> **Provided material**
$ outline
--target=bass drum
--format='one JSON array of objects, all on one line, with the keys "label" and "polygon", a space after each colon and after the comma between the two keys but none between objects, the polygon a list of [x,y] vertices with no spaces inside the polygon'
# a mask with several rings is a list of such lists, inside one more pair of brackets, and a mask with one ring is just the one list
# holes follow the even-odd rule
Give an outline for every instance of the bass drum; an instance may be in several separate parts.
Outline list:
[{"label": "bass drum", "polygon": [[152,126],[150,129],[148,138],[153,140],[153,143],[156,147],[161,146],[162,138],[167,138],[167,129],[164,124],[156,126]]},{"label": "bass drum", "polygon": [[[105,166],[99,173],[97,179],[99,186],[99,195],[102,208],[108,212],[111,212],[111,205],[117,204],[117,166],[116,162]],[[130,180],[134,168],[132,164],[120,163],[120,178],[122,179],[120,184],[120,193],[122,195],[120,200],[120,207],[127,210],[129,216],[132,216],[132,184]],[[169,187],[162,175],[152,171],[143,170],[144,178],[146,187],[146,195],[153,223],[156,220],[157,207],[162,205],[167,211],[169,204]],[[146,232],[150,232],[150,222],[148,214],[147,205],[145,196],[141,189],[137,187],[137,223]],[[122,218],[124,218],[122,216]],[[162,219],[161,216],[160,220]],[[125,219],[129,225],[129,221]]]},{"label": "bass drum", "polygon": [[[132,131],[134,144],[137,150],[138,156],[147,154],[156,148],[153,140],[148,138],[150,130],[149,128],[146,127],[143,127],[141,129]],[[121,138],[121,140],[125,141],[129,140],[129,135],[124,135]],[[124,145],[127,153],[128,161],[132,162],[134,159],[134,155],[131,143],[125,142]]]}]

> **Exercise requirements**
Return each of the rows above unchanged, line for line.

> **Answer for this exercise**
$ outline
--target=bass drum
--format='one JSON array of objects, all on one line, with the keys "label" and "polygon", a space after each colon and after the comma between the two keys but none between objects, the polygon a list of [x,y] vertices with no spaces inside the polygon'
# a mask with several rings is a list of such lists, inside one more pair of brackets, and a mask with one ring is just the one list
# holes follow the even-odd rule
Give an outline for every instance of the bass drum; an instance may be in several separate parts.
Outline list:
[{"label": "bass drum", "polygon": [[152,126],[150,129],[148,138],[153,140],[153,143],[156,147],[161,146],[162,138],[167,138],[167,129],[164,124],[156,126]]},{"label": "bass drum", "polygon": [[[105,166],[99,173],[97,179],[99,186],[99,195],[102,208],[108,212],[111,212],[111,205],[117,204],[117,166],[116,162]],[[130,180],[134,168],[132,164],[120,163],[120,178],[122,179],[120,184],[120,193],[122,195],[120,200],[120,207],[127,210],[129,216],[132,216],[132,184]],[[169,187],[162,175],[152,171],[143,170],[144,178],[146,187],[146,195],[153,223],[156,220],[157,207],[162,205],[167,211],[169,204]],[[146,232],[150,232],[150,222],[148,214],[147,205],[145,196],[141,189],[137,187],[137,223]],[[122,218],[124,218],[122,216]],[[162,219],[161,216],[160,220]],[[125,219],[129,225],[129,221]]]},{"label": "bass drum", "polygon": [[[132,131],[134,144],[137,150],[138,156],[147,154],[156,148],[153,140],[148,138],[150,130],[149,128],[146,127],[143,127],[141,129]],[[121,138],[121,140],[125,141],[129,140],[129,135],[124,135]],[[124,145],[127,153],[128,161],[132,162],[134,159],[134,155],[131,143],[125,142]]]}]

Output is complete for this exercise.